SET TASK: Look below for the line with "Could you help me find the parked vehicle", and from there restate every line word for word until the entries end.

Records of labeled points:
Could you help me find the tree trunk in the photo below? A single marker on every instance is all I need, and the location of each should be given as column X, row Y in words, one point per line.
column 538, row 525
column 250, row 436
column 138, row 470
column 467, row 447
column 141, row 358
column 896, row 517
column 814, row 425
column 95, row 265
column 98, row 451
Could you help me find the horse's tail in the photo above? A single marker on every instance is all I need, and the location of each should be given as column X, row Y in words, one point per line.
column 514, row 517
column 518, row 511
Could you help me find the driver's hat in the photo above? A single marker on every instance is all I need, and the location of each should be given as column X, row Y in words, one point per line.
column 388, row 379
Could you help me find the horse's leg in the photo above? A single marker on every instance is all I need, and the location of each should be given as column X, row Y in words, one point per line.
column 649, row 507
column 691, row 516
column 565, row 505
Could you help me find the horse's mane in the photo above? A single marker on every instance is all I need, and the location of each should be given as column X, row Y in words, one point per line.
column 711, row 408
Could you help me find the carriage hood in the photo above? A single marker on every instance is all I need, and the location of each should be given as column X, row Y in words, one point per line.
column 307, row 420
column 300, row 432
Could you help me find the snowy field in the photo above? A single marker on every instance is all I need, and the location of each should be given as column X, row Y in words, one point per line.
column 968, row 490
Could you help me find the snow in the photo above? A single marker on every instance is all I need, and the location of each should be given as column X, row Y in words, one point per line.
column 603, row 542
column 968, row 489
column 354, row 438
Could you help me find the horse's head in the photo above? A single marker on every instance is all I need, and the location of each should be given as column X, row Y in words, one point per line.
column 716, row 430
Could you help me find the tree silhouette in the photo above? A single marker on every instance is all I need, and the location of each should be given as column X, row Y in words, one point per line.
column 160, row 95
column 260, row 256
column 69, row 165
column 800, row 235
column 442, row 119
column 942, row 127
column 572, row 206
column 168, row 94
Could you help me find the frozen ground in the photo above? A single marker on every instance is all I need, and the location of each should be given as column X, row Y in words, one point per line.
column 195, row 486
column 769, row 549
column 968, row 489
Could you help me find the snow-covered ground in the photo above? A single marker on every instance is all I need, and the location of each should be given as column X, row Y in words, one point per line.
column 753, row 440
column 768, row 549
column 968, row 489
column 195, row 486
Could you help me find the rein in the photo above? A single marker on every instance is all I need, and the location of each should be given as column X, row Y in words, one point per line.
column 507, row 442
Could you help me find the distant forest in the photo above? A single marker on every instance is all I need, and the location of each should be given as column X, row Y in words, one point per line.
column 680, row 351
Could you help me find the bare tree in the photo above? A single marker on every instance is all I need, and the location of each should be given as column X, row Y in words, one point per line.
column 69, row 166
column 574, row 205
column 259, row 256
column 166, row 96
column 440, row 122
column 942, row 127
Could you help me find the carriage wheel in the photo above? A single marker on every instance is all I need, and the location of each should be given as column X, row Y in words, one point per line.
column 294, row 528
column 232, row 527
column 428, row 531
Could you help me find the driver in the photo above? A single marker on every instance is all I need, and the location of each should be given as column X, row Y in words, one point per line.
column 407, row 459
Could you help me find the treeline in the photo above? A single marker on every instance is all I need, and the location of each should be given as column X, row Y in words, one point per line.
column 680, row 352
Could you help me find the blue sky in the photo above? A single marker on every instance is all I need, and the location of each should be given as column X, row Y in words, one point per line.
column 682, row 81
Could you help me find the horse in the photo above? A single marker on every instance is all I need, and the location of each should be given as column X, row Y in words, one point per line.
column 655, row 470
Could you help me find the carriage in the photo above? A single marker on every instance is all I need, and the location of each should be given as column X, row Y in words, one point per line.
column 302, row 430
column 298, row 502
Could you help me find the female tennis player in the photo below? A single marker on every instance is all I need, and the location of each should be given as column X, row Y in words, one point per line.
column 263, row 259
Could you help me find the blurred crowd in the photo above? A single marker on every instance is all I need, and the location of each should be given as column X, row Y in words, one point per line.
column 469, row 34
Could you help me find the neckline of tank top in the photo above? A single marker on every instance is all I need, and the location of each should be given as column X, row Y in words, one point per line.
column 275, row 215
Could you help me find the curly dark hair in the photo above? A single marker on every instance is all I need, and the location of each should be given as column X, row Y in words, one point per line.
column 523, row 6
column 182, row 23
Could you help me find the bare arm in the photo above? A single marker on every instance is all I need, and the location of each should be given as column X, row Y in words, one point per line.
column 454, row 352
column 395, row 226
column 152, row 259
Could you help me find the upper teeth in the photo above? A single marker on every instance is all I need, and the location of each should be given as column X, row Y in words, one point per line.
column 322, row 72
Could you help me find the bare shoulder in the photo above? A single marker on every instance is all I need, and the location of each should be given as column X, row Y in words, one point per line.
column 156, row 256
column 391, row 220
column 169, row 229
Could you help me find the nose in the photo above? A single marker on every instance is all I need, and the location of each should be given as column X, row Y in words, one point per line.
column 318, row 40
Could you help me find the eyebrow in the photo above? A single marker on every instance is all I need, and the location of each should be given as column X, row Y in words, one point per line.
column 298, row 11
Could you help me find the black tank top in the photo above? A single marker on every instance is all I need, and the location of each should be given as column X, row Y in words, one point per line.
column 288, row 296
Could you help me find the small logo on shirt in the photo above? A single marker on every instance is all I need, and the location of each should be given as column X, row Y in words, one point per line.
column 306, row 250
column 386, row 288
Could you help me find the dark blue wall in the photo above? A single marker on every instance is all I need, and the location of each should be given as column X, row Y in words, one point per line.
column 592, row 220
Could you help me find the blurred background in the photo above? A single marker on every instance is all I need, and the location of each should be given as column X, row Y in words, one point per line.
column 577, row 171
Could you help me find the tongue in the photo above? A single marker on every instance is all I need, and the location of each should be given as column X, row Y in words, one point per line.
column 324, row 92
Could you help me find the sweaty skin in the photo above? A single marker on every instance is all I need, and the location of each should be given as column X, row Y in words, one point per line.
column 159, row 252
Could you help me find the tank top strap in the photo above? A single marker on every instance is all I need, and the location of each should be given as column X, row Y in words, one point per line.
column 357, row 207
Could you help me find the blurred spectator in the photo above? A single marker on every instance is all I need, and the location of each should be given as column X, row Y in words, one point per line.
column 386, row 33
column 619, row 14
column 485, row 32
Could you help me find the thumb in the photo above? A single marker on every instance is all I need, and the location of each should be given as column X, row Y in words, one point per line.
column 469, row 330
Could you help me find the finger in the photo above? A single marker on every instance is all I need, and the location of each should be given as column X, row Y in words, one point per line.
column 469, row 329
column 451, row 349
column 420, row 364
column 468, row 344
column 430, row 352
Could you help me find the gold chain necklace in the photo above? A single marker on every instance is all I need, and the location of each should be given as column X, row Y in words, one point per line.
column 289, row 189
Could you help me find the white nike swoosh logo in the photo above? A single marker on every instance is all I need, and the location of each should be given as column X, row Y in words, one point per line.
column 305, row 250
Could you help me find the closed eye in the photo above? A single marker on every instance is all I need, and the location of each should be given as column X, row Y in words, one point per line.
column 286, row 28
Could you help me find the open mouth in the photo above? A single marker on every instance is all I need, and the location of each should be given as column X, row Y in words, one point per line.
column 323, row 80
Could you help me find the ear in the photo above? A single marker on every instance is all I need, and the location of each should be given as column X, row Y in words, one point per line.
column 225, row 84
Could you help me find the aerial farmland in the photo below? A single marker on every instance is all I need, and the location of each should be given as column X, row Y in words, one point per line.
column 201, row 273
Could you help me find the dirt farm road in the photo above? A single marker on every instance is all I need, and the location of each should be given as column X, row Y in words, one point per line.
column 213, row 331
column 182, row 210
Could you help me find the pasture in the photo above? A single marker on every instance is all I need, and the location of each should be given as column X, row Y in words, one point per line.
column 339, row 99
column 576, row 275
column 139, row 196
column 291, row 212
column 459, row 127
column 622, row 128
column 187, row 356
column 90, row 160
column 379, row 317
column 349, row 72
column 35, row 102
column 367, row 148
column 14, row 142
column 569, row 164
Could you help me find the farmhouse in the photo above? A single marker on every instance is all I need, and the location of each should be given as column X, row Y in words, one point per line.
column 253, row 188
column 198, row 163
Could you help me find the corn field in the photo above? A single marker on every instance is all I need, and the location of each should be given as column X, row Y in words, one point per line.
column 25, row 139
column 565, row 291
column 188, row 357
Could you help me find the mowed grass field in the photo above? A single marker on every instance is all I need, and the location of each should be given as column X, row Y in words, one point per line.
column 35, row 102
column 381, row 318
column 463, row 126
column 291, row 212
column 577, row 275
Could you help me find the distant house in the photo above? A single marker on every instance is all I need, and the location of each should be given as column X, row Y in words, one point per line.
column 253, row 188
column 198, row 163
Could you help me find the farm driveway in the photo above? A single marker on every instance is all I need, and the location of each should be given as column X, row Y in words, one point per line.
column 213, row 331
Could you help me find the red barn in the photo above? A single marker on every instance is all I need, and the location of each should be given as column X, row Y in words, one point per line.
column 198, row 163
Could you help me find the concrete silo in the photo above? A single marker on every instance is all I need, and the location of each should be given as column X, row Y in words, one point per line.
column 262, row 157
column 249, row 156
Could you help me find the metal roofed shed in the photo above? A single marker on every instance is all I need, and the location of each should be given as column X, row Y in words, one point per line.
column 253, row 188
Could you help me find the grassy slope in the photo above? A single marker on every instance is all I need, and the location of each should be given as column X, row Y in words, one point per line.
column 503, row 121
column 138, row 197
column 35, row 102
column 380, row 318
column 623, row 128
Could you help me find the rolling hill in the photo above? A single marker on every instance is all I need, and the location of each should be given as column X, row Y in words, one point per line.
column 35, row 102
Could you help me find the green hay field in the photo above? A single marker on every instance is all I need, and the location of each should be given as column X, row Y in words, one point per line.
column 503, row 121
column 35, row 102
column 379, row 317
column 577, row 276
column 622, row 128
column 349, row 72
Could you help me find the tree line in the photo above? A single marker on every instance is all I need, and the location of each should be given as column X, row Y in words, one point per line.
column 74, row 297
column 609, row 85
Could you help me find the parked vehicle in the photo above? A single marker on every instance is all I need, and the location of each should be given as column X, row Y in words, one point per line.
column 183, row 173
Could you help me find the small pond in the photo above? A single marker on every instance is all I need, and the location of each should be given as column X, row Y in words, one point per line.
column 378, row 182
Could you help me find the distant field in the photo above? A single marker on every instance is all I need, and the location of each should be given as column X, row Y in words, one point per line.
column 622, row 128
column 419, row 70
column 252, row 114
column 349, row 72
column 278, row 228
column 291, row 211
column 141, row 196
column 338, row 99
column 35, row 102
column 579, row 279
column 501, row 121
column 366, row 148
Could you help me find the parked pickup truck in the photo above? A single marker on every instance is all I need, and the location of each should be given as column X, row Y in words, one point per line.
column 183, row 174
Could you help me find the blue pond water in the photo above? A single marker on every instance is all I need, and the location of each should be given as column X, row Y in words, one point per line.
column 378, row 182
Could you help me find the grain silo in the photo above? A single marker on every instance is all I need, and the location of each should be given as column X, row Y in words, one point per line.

OUTPUT:
Could you help me find the parked vehicle in the photo above? A single marker on every instance is all I need, and the location of each should be given as column X, row Y in words, one point per line.
column 183, row 173
Could you help me find the small pond in the photo above? A single marker on every instance is all I need, and the location of each should be given as column X, row Y in words, one point per line.
column 378, row 182
Could you help me find the distant field in the photo above? A single marker on every instance is all I need, and the location of each should be given as column X, row Y in words, one point per line.
column 622, row 128
column 419, row 70
column 252, row 114
column 349, row 72
column 278, row 228
column 291, row 211
column 141, row 196
column 338, row 99
column 35, row 102
column 579, row 279
column 501, row 121
column 366, row 148
Could you help me find the parked pickup truck in the photo above? A single marker on every instance is all I need, and the location of each should be given as column X, row Y in words, one point per line.
column 183, row 174
Could you help me find the blue pond water in the photo above? A single marker on every instance is all I need, and the location of each should be given as column X, row Y in words, one point per line.
column 378, row 182
Could you help me find the grain silo in the photo above? A single marker on every instance is all I need, and the location of each should be given as column X, row Y in words, one point per line.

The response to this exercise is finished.